No tenía que haber sido primera ministra

Borne llegó a Matignon de forma accidental y se comportó como ya se barruntaba: indiscutible competencia, nulo sentido político

Élisabeth Borne no tenía que haber sido primera ministra de Francia. Su nombramiento, en mayo de 2022, tres semanas después de la reelección de Emmanuel Macron, fue accidental: el presidente tenía reservado el cargo a una mujer y sus preferencias se proyectaban sobre la alcaldesa de Reims y antigua ministra de Jacques Chirac, Catherine Vautrin.

Mas cuando el decreto que la hubiera llevado al palacio de Matignon estaba a punto de ser promulgado, el ala izquierda de la macronie se plantó ante el presidente y amenazó con no apoyar a la tercera jefa de Gobierno consecutiva de centro derecha, después de Édouard Philippe (2017-2020) y Jean Castex (2020-2022). Sobre todo, no le perdonaban el haber participado, en los inicios del mandato de François Hollande, en las manifestaciones contra la legalización del matrimonio homosexual, las famosas manifs pour tous.

» **CONTENIDO DE DATOS**:
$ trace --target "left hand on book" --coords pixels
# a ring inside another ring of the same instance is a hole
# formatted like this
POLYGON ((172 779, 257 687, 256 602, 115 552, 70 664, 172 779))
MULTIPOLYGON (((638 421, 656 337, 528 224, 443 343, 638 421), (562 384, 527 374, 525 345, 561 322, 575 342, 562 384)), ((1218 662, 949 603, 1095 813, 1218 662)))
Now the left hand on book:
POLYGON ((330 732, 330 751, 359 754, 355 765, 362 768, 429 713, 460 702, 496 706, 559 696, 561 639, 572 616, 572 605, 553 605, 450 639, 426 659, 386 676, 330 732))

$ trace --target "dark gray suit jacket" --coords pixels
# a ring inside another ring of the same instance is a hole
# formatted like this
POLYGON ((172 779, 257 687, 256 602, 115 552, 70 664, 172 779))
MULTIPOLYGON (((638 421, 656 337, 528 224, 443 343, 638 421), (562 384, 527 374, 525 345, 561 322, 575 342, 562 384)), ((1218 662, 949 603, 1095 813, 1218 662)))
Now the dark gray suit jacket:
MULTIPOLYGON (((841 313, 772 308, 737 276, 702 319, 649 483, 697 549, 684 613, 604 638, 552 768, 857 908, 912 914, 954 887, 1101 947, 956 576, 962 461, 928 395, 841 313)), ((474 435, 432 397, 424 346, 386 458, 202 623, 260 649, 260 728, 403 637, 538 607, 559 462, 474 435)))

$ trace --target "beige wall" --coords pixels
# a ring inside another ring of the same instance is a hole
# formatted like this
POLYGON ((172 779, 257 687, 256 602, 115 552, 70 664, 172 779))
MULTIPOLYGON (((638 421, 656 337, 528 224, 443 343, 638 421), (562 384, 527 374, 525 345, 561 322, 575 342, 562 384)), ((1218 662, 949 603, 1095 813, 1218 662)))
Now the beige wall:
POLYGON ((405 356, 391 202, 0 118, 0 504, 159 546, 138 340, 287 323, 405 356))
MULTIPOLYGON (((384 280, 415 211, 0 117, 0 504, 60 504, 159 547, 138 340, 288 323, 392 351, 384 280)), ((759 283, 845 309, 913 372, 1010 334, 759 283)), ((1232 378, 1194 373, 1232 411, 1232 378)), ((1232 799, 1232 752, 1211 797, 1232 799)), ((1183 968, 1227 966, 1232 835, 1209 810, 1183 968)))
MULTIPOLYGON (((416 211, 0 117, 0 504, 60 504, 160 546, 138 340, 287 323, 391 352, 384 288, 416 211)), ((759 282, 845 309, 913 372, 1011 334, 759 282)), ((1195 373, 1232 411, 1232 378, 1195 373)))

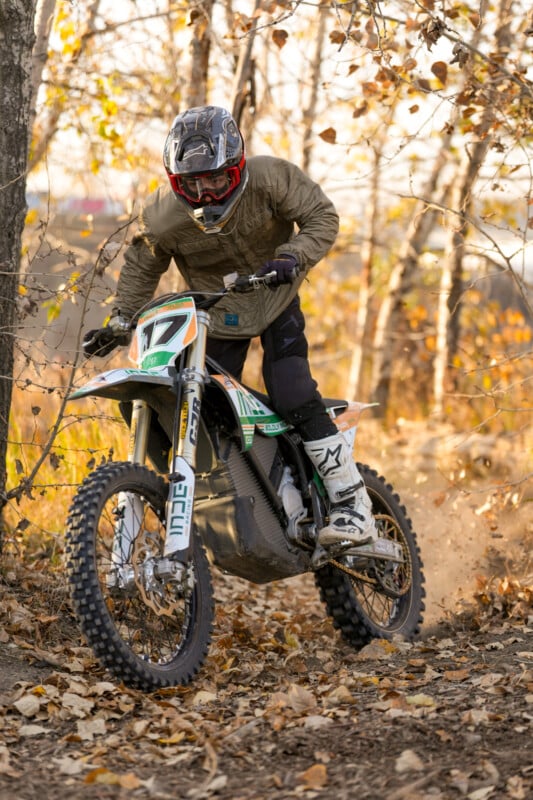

» **TAREA A**: Según el texto sobre Élisabeth Borne, ¿en qué mes y año fue nombrada primera ministra?
» **TAREA B**: Prosigue, por favor, el texto sobre Élisabeth Borne a partir de su última oración.
Las líneas no intervienen en esto.

» **RESPUESTA A**: En mayo de 2022.

» **RESPUESTA B**:
A Macron no le quedó entonces más remedio que nombrar a Borne que, si bien había sido ministra en todos sus gobiernos desde 2017, representaba la antítesis perfeccionada de Vautrin: mientras la primera edil de la capital del champán era una política cercana a las pretensiones de la gente de a pie –lo cual no restaba eficacia a su gestión–, de esas que se patean la calle, Borne personificaba la tecnocracia a la francesa, como lo demuestra su diploma de la Escuela Politécnica –uno de los viveros de las élites galas–, su experiencia en el Ministerio de Transportes su paso por diversos gabinetes técnicos –siempre socialistas–, su cargo de prefecta o su presidencia de una importante empresa pública ferroviaria.

Unas virtudes idóneas para culminar una negociación presupuestaria, poner fin a una huelga de pilotos, presentar un ambicioso plan de autopistas o impulsar reformas de largo calado en cualquier área económica, social, medioambiental o sanitaria de cualquier gobierno. De hecho, lo hizo: valgan como botón de muestra la dramática reforma de las pensiones de marzo pasado. En ningún momento Borne perdió la calma frente a las manifestaciones violentas o la guerrilla parlamentaria de las oposiciones; tampoco flojeó en su determinación. Lo mismo cabe decir de la más reciente y no menos dramática ley de inmigración sobre la cual el Consejo Constitucional fallará el próximo 25 de enero.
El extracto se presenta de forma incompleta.